Items listed in a dataset
-- -- --

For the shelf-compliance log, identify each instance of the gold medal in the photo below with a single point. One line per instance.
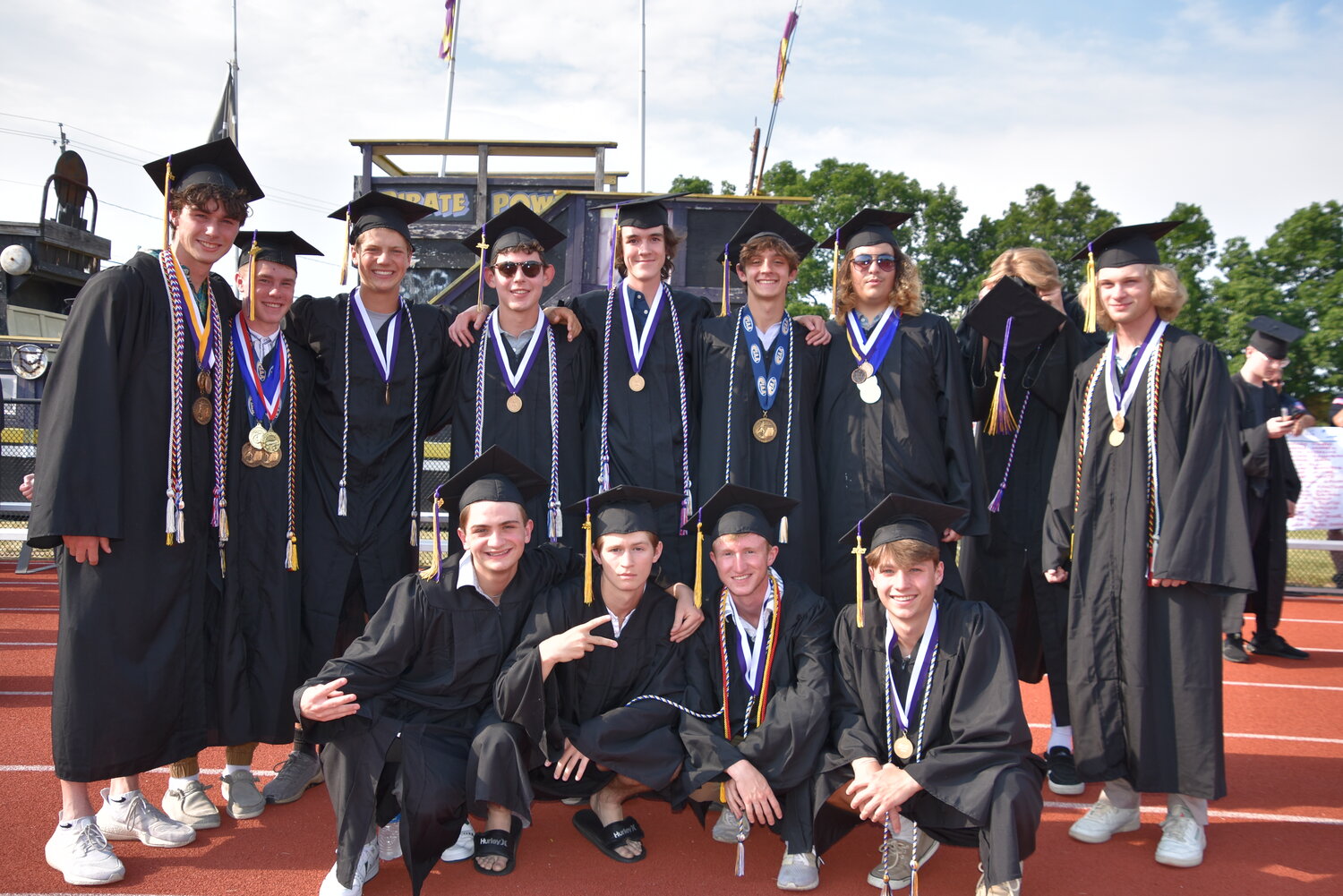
(765, 430)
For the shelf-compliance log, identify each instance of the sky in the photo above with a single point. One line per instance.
(1235, 107)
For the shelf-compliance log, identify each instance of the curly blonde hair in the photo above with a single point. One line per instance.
(905, 293)
(1168, 294)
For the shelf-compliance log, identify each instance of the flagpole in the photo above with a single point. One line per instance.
(451, 78)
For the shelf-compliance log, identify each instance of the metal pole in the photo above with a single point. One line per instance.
(451, 77)
(644, 90)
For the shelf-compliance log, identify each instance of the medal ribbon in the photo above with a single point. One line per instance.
(873, 346)
(384, 356)
(269, 392)
(923, 662)
(767, 376)
(1127, 391)
(638, 348)
(513, 379)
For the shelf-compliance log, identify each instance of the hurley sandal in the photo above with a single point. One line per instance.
(607, 837)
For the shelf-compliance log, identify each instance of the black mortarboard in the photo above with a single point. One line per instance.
(1031, 317)
(1272, 336)
(869, 227)
(735, 509)
(765, 220)
(1122, 246)
(381, 209)
(623, 509)
(494, 476)
(214, 163)
(278, 246)
(513, 226)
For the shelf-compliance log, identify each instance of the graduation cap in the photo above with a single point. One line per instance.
(1273, 337)
(214, 163)
(1119, 247)
(620, 511)
(896, 519)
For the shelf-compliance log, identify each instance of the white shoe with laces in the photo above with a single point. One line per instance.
(133, 817)
(365, 869)
(81, 853)
(1182, 840)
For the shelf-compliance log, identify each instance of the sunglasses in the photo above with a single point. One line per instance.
(884, 262)
(529, 269)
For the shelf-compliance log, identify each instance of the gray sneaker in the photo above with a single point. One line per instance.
(900, 852)
(298, 772)
(242, 799)
(191, 806)
(133, 817)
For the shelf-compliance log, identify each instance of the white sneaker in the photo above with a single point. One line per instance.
(798, 872)
(365, 869)
(136, 818)
(465, 845)
(389, 840)
(1103, 821)
(81, 853)
(1182, 840)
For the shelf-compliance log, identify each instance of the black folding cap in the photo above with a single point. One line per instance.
(1031, 317)
(214, 163)
(765, 220)
(869, 227)
(1133, 244)
(494, 476)
(513, 226)
(278, 246)
(381, 209)
(735, 509)
(1273, 337)
(623, 509)
(899, 517)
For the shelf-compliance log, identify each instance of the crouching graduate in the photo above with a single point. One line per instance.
(766, 668)
(588, 699)
(928, 727)
(399, 710)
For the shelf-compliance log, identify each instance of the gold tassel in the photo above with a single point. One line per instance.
(857, 571)
(1092, 298)
(698, 568)
(344, 255)
(587, 557)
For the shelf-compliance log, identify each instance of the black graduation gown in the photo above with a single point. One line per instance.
(526, 434)
(254, 627)
(644, 429)
(977, 759)
(1144, 668)
(1002, 567)
(424, 672)
(129, 686)
(365, 551)
(759, 465)
(915, 440)
(585, 700)
(1270, 482)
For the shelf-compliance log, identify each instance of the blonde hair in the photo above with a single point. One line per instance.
(905, 293)
(1168, 294)
(1031, 265)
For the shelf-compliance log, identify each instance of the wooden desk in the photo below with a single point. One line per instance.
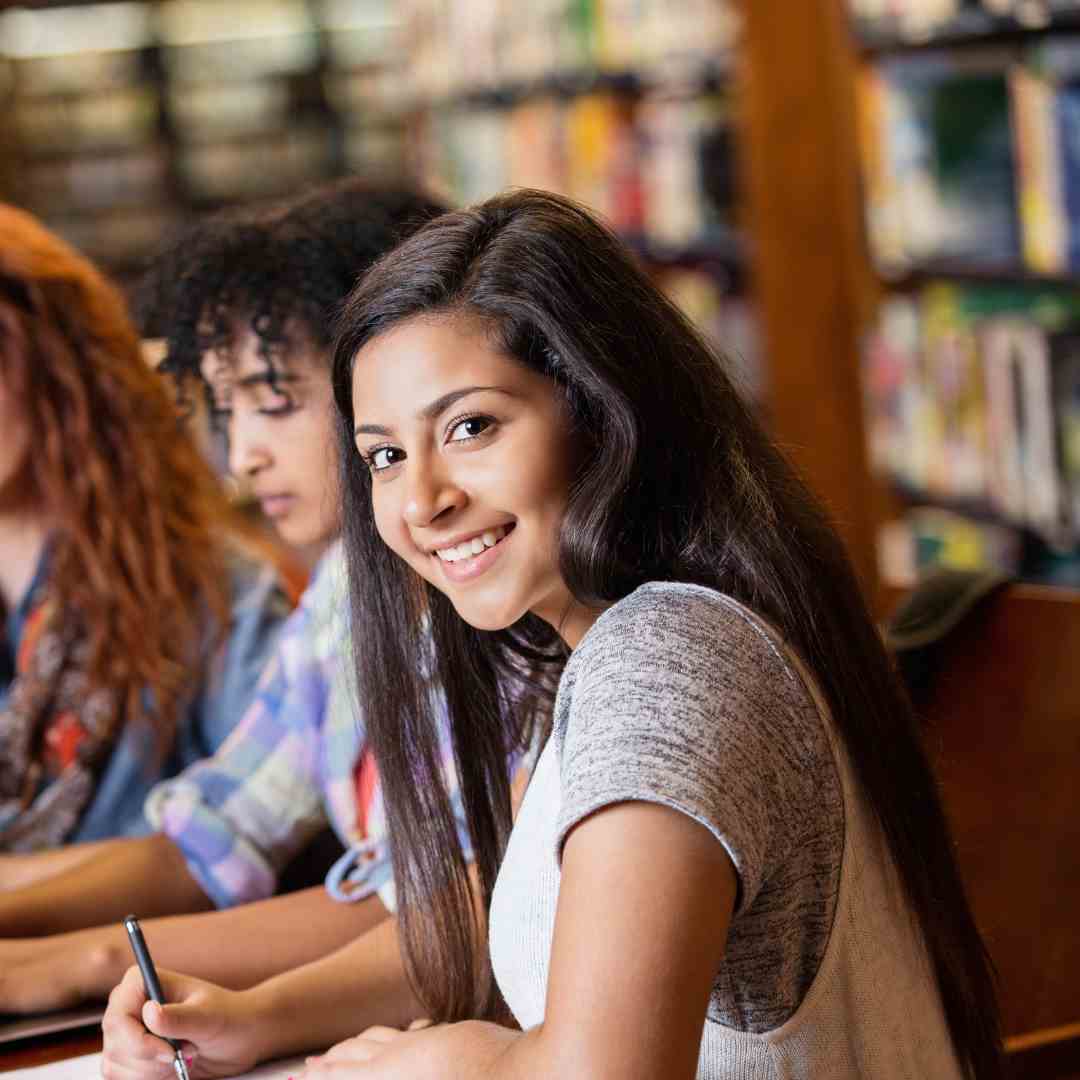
(43, 1049)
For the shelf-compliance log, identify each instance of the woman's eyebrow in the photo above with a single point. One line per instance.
(432, 409)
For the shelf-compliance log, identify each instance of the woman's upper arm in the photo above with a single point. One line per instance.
(645, 903)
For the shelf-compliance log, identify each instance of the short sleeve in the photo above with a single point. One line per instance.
(242, 814)
(679, 697)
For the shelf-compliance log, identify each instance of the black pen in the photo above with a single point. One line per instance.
(152, 986)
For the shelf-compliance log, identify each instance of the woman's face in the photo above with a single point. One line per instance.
(471, 460)
(281, 436)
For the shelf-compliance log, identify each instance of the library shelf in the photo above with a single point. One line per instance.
(728, 257)
(970, 29)
(566, 85)
(902, 279)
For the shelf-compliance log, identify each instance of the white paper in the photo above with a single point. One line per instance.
(89, 1067)
(27, 1027)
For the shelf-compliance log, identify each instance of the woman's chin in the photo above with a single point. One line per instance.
(481, 618)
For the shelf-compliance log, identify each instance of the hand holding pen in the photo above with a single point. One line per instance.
(152, 985)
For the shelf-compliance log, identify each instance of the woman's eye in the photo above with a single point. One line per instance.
(469, 428)
(383, 457)
(286, 409)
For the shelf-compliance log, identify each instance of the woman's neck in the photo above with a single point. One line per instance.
(22, 540)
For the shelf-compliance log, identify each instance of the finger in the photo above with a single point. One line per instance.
(187, 1022)
(129, 994)
(125, 1039)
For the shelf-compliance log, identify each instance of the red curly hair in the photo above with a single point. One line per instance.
(134, 509)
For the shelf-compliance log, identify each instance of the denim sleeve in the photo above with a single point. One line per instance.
(258, 616)
(241, 815)
(259, 611)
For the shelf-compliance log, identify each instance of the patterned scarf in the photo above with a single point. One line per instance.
(55, 734)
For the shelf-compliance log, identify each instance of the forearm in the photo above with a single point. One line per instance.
(313, 1007)
(241, 946)
(16, 872)
(147, 875)
(237, 947)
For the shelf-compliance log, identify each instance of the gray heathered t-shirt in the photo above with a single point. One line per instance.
(678, 696)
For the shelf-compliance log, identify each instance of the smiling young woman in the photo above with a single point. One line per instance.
(731, 853)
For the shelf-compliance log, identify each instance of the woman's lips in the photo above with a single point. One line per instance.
(466, 569)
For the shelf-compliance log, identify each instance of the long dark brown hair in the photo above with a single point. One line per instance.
(137, 517)
(677, 482)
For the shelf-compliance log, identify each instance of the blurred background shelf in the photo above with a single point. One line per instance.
(973, 28)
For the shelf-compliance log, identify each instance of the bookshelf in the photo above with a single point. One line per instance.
(126, 119)
(966, 130)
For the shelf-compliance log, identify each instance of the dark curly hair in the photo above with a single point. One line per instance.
(282, 268)
(140, 527)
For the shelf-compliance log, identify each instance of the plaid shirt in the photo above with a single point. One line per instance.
(292, 766)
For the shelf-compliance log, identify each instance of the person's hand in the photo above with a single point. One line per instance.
(423, 1052)
(216, 1028)
(38, 974)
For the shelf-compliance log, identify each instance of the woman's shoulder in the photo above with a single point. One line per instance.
(664, 620)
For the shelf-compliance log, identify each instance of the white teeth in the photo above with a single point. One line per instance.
(469, 548)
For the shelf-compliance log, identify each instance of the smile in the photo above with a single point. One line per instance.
(468, 549)
(471, 557)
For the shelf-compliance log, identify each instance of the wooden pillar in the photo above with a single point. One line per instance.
(810, 273)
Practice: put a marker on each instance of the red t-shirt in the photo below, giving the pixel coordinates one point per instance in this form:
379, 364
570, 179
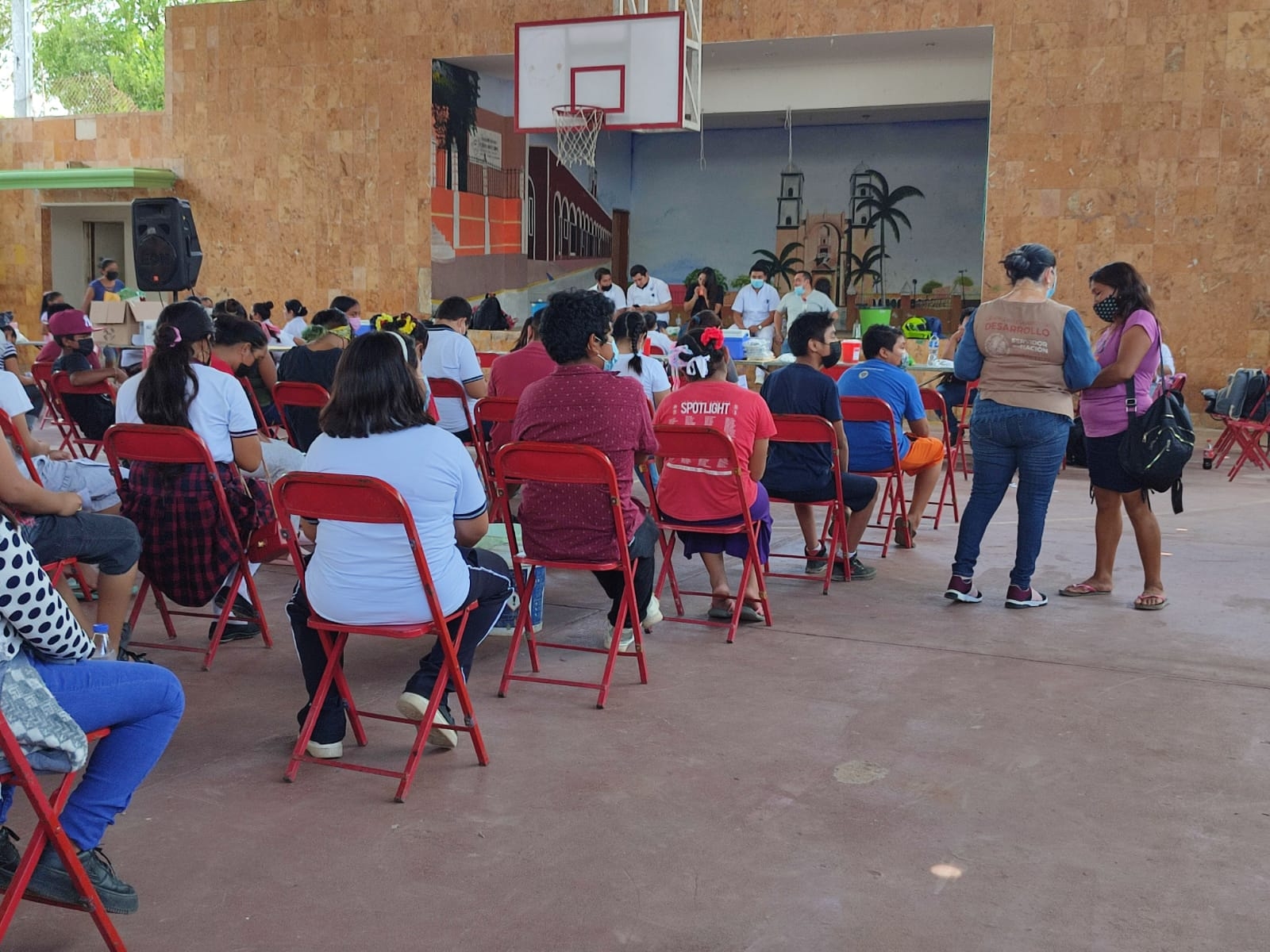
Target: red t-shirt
510, 374
700, 490
582, 404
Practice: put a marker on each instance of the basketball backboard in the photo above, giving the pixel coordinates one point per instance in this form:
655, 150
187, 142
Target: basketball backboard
633, 67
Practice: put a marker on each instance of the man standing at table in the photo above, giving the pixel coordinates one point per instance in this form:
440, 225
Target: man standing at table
649, 295
755, 308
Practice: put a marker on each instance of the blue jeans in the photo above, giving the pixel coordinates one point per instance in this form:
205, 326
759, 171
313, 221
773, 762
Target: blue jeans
141, 704
1006, 440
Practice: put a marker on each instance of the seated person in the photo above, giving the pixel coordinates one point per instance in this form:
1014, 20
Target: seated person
140, 704
629, 330
511, 374
171, 505
57, 527
239, 346
882, 374
378, 424
799, 471
702, 490
451, 355
582, 404
93, 413
314, 363
59, 471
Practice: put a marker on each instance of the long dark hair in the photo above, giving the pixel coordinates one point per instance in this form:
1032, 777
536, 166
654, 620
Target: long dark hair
169, 385
375, 389
1130, 289
629, 325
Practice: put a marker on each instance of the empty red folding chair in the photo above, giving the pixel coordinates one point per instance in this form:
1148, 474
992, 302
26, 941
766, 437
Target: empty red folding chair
806, 428
575, 465
933, 400
291, 395
893, 501
362, 499
177, 446
696, 443
61, 386
48, 831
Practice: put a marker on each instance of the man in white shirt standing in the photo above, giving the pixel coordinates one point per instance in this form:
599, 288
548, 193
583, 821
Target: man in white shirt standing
606, 287
648, 294
799, 301
755, 308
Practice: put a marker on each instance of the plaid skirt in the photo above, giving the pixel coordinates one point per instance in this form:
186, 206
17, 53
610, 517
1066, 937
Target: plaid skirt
187, 549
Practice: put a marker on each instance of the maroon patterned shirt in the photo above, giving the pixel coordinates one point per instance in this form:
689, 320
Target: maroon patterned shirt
582, 404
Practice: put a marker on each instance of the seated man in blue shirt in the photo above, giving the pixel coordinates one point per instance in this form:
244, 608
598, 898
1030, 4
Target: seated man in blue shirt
882, 374
803, 473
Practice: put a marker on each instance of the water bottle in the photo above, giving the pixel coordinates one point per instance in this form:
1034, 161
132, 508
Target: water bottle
101, 644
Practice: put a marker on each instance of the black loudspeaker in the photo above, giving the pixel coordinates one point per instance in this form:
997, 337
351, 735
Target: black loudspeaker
164, 244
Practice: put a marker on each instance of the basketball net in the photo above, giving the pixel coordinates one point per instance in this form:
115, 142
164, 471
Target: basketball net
577, 130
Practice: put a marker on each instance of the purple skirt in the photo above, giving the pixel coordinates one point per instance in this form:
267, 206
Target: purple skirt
734, 545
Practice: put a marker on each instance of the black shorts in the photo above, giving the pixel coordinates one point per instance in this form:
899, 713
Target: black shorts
1103, 457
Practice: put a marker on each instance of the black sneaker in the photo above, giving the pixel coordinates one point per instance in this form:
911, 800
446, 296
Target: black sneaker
10, 856
235, 630
241, 607
816, 562
52, 882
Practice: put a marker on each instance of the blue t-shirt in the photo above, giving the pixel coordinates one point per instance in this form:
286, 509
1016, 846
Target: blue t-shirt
870, 442
799, 389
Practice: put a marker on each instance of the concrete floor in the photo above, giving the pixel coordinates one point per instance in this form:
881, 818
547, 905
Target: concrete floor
1083, 776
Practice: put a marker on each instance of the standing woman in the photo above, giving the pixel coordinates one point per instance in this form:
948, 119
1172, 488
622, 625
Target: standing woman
1029, 355
1128, 349
107, 287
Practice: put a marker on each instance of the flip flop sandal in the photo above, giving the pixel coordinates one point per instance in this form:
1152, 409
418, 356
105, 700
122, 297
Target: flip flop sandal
1081, 590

-- -- --

* [What you will do] Retype, exactly as shown, the lines from the one with "Target: standing woman" through the end of the records.

* [Answer to the exercise]
Target: standing woman
1029, 355
1128, 349
107, 287
Practice: put a marker on each instance of the flip flop sandal in the photo above, giving the pixel coordinates one point per instance in this form:
1152, 409
418, 356
105, 700
122, 297
Target: flip flop sandal
1081, 590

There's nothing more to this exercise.